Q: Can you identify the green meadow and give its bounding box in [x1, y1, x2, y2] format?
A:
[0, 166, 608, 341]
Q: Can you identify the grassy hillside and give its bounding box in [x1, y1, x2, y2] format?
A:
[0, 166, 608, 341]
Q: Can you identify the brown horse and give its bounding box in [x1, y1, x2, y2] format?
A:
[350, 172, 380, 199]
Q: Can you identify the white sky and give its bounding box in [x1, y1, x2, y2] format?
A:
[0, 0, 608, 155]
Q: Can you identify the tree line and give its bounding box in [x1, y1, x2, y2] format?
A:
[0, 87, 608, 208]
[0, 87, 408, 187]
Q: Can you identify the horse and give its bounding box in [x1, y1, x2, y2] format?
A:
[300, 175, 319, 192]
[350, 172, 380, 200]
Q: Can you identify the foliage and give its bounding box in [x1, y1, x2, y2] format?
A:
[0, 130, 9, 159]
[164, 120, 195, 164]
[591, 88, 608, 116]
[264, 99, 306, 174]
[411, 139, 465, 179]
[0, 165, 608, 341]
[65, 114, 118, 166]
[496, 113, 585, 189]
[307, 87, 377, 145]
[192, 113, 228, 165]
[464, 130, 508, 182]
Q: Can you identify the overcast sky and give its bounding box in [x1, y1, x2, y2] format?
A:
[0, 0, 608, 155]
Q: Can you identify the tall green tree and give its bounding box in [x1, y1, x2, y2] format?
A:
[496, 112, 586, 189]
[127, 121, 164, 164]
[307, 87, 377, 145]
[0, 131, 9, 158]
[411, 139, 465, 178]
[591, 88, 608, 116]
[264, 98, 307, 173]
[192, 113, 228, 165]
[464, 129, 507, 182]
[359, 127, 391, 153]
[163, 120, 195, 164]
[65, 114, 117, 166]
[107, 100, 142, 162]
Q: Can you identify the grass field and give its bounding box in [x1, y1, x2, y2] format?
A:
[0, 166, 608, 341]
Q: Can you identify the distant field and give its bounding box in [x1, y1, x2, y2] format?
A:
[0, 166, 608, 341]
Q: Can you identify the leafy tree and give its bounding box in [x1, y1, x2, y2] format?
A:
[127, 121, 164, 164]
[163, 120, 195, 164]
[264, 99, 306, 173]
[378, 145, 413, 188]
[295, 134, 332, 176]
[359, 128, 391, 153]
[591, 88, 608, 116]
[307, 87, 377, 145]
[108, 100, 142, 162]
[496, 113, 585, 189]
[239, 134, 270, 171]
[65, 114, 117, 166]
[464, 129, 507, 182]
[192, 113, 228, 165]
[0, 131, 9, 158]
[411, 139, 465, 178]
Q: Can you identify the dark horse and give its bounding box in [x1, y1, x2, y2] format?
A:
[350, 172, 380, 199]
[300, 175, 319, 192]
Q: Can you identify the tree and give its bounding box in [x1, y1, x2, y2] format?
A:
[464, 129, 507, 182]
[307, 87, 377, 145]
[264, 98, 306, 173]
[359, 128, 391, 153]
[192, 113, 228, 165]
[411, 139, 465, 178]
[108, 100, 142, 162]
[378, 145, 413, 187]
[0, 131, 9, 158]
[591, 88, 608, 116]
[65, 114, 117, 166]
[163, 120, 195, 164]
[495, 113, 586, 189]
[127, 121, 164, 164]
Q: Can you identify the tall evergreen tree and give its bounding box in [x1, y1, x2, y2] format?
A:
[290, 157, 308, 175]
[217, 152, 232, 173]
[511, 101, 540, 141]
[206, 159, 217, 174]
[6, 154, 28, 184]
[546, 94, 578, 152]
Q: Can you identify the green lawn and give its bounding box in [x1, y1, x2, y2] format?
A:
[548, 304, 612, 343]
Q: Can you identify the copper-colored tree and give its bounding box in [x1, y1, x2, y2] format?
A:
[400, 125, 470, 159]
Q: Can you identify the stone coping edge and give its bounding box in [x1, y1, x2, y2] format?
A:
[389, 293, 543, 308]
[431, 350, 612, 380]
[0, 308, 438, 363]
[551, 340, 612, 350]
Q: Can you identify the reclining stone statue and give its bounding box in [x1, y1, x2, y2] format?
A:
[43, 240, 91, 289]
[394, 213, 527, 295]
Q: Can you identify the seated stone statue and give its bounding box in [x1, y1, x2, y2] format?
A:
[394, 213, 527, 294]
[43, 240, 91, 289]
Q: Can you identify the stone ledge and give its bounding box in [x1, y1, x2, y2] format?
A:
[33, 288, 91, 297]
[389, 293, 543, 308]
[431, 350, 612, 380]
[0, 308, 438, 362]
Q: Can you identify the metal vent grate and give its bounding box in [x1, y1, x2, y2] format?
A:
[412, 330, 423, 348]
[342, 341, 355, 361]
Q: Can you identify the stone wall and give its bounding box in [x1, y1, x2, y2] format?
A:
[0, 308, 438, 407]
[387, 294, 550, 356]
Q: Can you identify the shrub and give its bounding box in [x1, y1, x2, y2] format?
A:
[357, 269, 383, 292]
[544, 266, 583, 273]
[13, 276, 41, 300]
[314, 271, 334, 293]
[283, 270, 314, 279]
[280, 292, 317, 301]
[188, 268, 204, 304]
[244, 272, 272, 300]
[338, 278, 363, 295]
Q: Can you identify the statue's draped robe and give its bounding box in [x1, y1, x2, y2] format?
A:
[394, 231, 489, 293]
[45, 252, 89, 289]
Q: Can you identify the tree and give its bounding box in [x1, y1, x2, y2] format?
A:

§ **GOAL OF THE EXERCISE**
Arrange all the rows above as a numbered list, leaving out any blank lines.

§ **RESPONSE TO THE EXERCISE**
1. Q: Can you identify the green meadow and give its bounding box in [x1, y1, x2, y2] format?
2. A:
3. [0, 166, 608, 341]
4. Q: Can you identify the grassy hillside and give its bounding box in [x1, y1, x2, y2] format?
5. A:
6. [0, 166, 608, 341]
7. Q: Can you identify the brown horse and give its bounding box in [x1, y1, x2, y2] format?
8. A:
9. [350, 172, 380, 199]
10. Q: Can you identify the white sky and give its bounding box in [x1, y1, x2, y2] format?
11. A:
12. [0, 0, 608, 155]
13. Q: Can you identify the tree line and give its bounding box in [x1, y1, x2, y2] format?
14. A:
15. [0, 87, 608, 208]
16. [0, 87, 408, 187]
17. Q: Can you identify the horse and give its bounding box in [x1, y1, x2, y2] format?
18. A:
19. [300, 175, 319, 192]
20. [350, 172, 380, 200]
21. Q: Can you identify the foliage and give its bounding box in [x1, y1, x2, y2] format?
22. A:
23. [0, 130, 9, 159]
24. [164, 120, 195, 164]
25. [591, 88, 608, 116]
26. [264, 99, 306, 174]
27. [411, 139, 465, 179]
28. [0, 165, 608, 341]
29. [65, 114, 118, 166]
30. [496, 113, 585, 189]
31. [307, 87, 377, 145]
32. [192, 113, 228, 165]
33. [464, 130, 508, 182]
34. Q: Can you identify the overcast sky and give its bounding box in [x1, y1, x2, y2] format?
35. A:
36. [0, 0, 608, 155]
37. Q: Can you identify the tall green tree and give its bounding box in [x1, y1, x2, y2] format?
38. A:
39. [496, 112, 586, 189]
40. [127, 121, 164, 164]
41. [307, 87, 377, 145]
42. [0, 131, 9, 158]
43. [411, 139, 465, 178]
44. [591, 88, 608, 116]
45. [264, 98, 307, 173]
46. [192, 113, 228, 165]
47. [464, 129, 507, 182]
48. [359, 127, 391, 153]
49. [163, 120, 195, 164]
50. [65, 114, 117, 166]
51. [107, 100, 142, 162]
52. Q: Can you identify the grass field and give its bounding box in [x1, y1, x2, y2] format?
53. A:
54. [0, 166, 608, 341]
55. Q: Can you identify the distant field and give its bounding box in [x1, y1, x2, y2] format?
56. A:
57. [0, 166, 608, 341]
58. Q: Can you identify the leafy tree and give its bounding box in [x1, y1, x2, y2] format?
59. A:
60. [127, 121, 164, 164]
61. [163, 120, 195, 164]
62. [264, 99, 306, 173]
63. [378, 145, 413, 188]
64. [295, 134, 332, 176]
65. [359, 128, 391, 153]
66. [591, 88, 608, 116]
67. [307, 87, 377, 145]
68. [108, 100, 142, 162]
69. [496, 113, 585, 189]
70. [239, 134, 270, 171]
71. [65, 114, 117, 166]
72. [464, 129, 507, 182]
73. [192, 113, 228, 165]
74. [0, 131, 9, 158]
75. [411, 139, 465, 178]
76. Q: Can you identify the dark horse and give its bounding box in [x1, y1, x2, y2] format?
77. A:
78. [350, 172, 380, 199]
79. [300, 175, 319, 192]
80. Q: Can you identify the tree and give its bounding box in [x1, y1, x2, y2] format?
81. A:
82. [464, 129, 507, 182]
83. [307, 87, 377, 145]
84. [264, 98, 306, 173]
85. [359, 128, 391, 153]
86. [192, 113, 228, 165]
87. [411, 139, 465, 178]
88. [108, 100, 142, 162]
89. [378, 145, 413, 187]
90. [0, 131, 9, 158]
91. [591, 88, 608, 116]
92. [65, 114, 117, 166]
93. [163, 120, 195, 164]
94. [495, 113, 586, 189]
95. [127, 121, 164, 164]
96. Q: Can you identify the tall evergreen tree and give its bounding box in [x1, y1, x2, y2] format?
97. A:
98. [290, 157, 308, 175]
99. [217, 152, 232, 173]
100. [511, 101, 540, 141]
101. [206, 159, 217, 174]
102. [6, 154, 28, 184]
103. [546, 94, 578, 152]
104. Q: Can you identify the green lawn and give its bounding box in [x1, y1, x2, y2] format?
105. A:
106. [548, 304, 612, 343]
107. Q: Can you identify the copper-colored tree and give its bounding box in [x1, y1, x2, y2] format?
108. A:
109. [400, 125, 470, 159]
110. Q: Can you identify the stone coping edge and give its bounding box in [x1, y1, x2, y2] format?
111. A:
112. [389, 293, 543, 308]
113. [431, 350, 612, 380]
114. [0, 308, 438, 363]
115. [551, 340, 612, 350]
116. Q: Can you identify the reclining stone statue and give its bounding box in [x1, y1, x2, y2] format?
117. A:
118. [43, 240, 91, 289]
119. [394, 213, 527, 295]
120. Q: Can you identify the seated stone statue and give its bounding box in [x1, y1, x2, y2] format?
121. A:
122. [394, 213, 527, 294]
123. [43, 240, 91, 289]
124. Q: Can you identify the stone ledge and give its bounding box in [x1, y1, x2, y2] format?
125. A:
126. [33, 288, 91, 297]
127. [389, 293, 543, 308]
128. [431, 350, 612, 380]
129. [0, 308, 438, 362]
130. Q: Can you identify the metal vent grate and give its bounding box in [x1, y1, x2, y2] format?
131. A:
132. [412, 330, 423, 348]
133. [342, 341, 355, 361]
134. Q: Can you identify the stone wall and give its bounding box in [x1, y1, x2, y2] format?
135. A:
136. [0, 308, 438, 407]
137. [387, 294, 550, 356]
138. Q: Can you identify the shrub and give its bounding box in [x1, y1, x2, y2] format?
139. A:
140. [357, 269, 383, 292]
141. [544, 266, 583, 273]
142. [13, 276, 41, 300]
143. [314, 271, 334, 293]
144. [283, 270, 314, 279]
145. [280, 292, 317, 301]
146. [188, 268, 204, 304]
147. [244, 272, 272, 300]
148. [338, 278, 363, 295]
149. Q: Can you identify the statue's draped robe and give its bounding box in [x1, y1, x2, y2] format?
150. A:
151. [394, 231, 489, 293]
152. [45, 252, 89, 289]
153. Q: Can you identify the tree and give its bounding box in [x1, y1, x2, y2] format?
154. A:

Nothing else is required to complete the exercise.